▶ [Page extract]
Brian Milne, Refined Fuels Editor, Telvent DTN
Retail gasoline prices across the United States will continue to decline, as the impact of tumbling wholesale costs pull pump prices lower. Since posting a 15-month high in early January, wholesale gasoline costs are down nearly 9%, while retail prices have just inched lower. That lag in the pass through savings will continue to pressure retail prices into February.
Metropolitan gasoline markets across the country are being driven by national themes, with local markets typically flush with supply. One exception is markets in California, with the state’s wholesale market transitioning to more stringent gasoline specifications.
This is a seasonal change, with regulatory guidelines requiring a lower release of vapor emissions after allowing for a higher RVP release in the winter. Vapor emissions are sensitive to warmer weather, so regulations schedule these adjustments in RVP. Typically as markets make a seasonal change to the more stringent specifications, wholesale prices increase.
Overly optimistic financial oil markets priced in increasing demand for fuel in 2010, betting that the ongoing economic recovery would trigger more drivers on U.S. roadways. However, preliminary data continues to show weak demand for gasoline while national stockpiles of the fuel are increasing. A stubbornly high unemployment rate at 10 percent appears to be a drag on the gasoline consumption rate, which historically has always weighed on demand.
In fact, preliminary data details a modest decline in gasoline demand over the most recent monthly period compared with the same time a year ago when the US was in recession but had a lower unemployment rate.

(Records from a collection)
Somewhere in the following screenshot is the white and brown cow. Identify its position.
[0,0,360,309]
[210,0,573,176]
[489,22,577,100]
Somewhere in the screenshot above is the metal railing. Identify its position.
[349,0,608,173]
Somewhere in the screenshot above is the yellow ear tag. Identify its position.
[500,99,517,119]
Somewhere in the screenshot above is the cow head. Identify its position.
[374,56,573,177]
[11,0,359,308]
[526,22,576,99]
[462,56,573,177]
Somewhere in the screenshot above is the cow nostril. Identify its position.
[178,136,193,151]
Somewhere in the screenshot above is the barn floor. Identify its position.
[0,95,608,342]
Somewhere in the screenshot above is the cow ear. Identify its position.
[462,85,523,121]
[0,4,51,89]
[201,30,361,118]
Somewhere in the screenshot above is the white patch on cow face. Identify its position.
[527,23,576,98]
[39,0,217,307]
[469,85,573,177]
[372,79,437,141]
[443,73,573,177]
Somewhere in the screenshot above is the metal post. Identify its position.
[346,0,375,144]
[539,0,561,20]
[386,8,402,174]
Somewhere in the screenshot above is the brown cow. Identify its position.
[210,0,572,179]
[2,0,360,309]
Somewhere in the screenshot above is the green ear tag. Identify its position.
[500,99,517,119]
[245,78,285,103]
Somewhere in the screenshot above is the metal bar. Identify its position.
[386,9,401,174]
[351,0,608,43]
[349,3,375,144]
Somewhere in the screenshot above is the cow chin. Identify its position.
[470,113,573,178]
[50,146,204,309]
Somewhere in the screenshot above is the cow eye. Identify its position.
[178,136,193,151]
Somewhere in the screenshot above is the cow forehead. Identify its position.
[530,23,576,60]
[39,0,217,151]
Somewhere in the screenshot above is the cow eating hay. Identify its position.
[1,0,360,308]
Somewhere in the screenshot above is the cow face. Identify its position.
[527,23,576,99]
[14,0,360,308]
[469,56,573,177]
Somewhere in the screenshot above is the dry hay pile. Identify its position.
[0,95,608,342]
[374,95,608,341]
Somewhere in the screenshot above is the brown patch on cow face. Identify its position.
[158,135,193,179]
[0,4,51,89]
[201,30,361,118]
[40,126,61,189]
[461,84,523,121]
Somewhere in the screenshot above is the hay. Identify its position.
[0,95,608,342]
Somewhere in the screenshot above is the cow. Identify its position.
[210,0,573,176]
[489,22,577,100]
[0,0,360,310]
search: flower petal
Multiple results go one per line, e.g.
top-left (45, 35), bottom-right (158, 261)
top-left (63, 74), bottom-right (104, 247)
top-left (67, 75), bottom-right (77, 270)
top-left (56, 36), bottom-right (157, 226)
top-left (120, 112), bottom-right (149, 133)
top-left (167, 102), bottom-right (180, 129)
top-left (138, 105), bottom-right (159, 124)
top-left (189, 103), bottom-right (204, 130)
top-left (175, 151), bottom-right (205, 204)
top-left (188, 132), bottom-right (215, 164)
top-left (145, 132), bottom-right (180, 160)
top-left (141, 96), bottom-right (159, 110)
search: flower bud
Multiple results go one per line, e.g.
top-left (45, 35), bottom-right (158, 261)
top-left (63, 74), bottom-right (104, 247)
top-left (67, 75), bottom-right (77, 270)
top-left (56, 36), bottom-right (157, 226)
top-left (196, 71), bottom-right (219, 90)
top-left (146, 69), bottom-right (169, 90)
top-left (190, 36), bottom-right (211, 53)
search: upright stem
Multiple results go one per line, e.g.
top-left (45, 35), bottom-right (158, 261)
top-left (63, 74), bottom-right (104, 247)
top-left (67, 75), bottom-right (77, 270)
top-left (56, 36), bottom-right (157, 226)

▶ [Problems and tasks]
a: Which numbers appear in the gasoline price article?
b: In the records, substitute "Give its bounding box" for "Identify its position" between the lines holding "Somewhere in the screenshot above is the cow head." and "[0,0,360,310]", inclusive, and give back only those lines with everything else unchanged.
The gasoline price article and the records are unrelated to each other.

▶ [Worked answers]
a: 15 (a 15-month high), 9 (nearly 9%), 2010, and 10 (10 percent).

b:
Somewhere in the screenshot above is the cow head. Give its bounding box.
[374,56,573,177]
[11,0,359,308]
[526,22,576,99]
[462,56,573,177]
Somewhere in the screenshot above is the cow nostril. Give its bounding box.
[178,136,193,151]
Somewhere in the screenshot above is the barn floor. Give its bounding box.
[0,95,608,342]
Somewhere in the screenshot above is the cow ear. Give its bounding box.
[462,85,523,121]
[0,4,51,89]
[201,30,361,118]
Somewhere in the screenshot above is the white patch on cow face. Give its bounding box.
[527,23,576,98]
[39,0,217,307]
[469,85,573,177]
[372,79,437,141]
[443,73,573,177]
Somewhere in the screenshot above is the metal post. Give its bounding box.
[346,0,375,144]
[539,0,561,20]
[386,8,402,174]
Somewhere in the screenshot above is the brown cow. Give its bounding box.
[210,0,572,179]
[2,0,360,309]
Somewhere in the screenshot above is the green ear tag. Give its bounding box.
[500,99,517,119]
[245,78,285,103]
Somewhere in the screenshot above is the metal bar. Give its bounding box.
[386,9,401,174]
[351,0,608,43]
[349,3,375,144]
Somewhere in the screenshot above is the cow chin. Give its bounding box.
[470,113,573,178]
[50,146,204,309]
Somewhere in the screenshot above is the cow eye. Give its bounding box.
[178,136,193,151]
Somewhere in the screenshot above is the cow forehead. Give its bounding box.
[530,23,576,60]
[39,0,217,151]
Somewhere in the screenshot above is the cow eating hay. Give its bounding box.
[1,0,360,308]
Somewhere in the screenshot above is the cow face. Give its bounding box.
[527,23,576,99]
[14,0,360,308]
[469,56,573,177]
Somewhere in the screenshot above is the dry hay pile. Give its bounding box.
[0,95,608,342]
[374,95,608,341]
Somewhere in the screenshot above is the brown patch on cow face. Give its bounding box.
[158,135,193,179]
[0,4,51,89]
[201,30,361,118]
[40,126,61,189]
[461,84,523,121]
Somewhere in the screenshot above is the hay. Give its bounding box.
[0,95,608,342]
Somewhere in the screenshot above is the cow. Give its bounding box.
[210,0,573,176]
[489,22,577,100]
[0,0,360,310]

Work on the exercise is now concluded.